DIRECTIONS FOR THIS TASK: All lines from the one containing "column 755, row 656" through the end of the data below must be reproduced exactly, and no others.

SUPPLIED RECORDS:
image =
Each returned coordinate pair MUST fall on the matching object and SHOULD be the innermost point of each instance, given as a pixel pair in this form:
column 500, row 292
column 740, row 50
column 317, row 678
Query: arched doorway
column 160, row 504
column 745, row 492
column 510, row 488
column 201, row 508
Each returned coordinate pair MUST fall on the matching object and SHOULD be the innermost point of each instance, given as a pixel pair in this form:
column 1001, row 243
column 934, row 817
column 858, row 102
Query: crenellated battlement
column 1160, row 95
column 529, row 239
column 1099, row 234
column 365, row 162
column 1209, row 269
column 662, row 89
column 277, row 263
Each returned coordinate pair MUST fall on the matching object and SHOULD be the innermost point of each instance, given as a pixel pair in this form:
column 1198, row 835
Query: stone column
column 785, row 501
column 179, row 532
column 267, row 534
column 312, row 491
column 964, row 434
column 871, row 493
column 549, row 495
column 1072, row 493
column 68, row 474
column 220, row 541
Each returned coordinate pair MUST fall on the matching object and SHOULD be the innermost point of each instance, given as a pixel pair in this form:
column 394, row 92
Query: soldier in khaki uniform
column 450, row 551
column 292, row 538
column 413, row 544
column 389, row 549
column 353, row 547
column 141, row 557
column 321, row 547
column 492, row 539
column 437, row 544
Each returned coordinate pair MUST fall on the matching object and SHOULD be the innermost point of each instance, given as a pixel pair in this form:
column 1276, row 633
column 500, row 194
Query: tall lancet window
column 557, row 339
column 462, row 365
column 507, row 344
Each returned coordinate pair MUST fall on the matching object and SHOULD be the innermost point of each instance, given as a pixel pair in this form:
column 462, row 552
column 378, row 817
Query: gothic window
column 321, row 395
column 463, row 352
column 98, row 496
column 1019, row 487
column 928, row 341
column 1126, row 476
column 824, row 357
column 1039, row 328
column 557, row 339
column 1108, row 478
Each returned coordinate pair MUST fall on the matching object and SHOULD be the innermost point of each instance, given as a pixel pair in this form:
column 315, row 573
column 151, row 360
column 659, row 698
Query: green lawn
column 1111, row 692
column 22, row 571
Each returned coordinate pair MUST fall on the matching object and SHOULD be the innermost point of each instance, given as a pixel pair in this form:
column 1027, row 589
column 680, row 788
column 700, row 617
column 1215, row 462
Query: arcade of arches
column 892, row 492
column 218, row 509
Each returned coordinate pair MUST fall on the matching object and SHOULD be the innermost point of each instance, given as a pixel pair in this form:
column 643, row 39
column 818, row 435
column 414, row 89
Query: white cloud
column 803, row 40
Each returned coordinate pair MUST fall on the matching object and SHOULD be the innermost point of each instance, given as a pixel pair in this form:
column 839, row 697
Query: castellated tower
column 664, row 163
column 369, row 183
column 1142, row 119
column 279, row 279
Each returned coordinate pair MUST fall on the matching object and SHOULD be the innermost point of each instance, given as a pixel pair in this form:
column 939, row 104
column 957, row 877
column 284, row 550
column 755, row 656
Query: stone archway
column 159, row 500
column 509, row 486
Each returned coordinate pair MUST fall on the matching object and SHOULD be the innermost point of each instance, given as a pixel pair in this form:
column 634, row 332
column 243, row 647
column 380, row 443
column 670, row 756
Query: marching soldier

REPLY:
column 755, row 656
Query: stone archway
column 159, row 500
column 509, row 486
Each returned coordinate pair MUST fall on the matching object and SHOULD be the innermost point of each instance, given as a pixel pair in this form:
column 634, row 332
column 243, row 647
column 380, row 443
column 670, row 756
Query: marching soldier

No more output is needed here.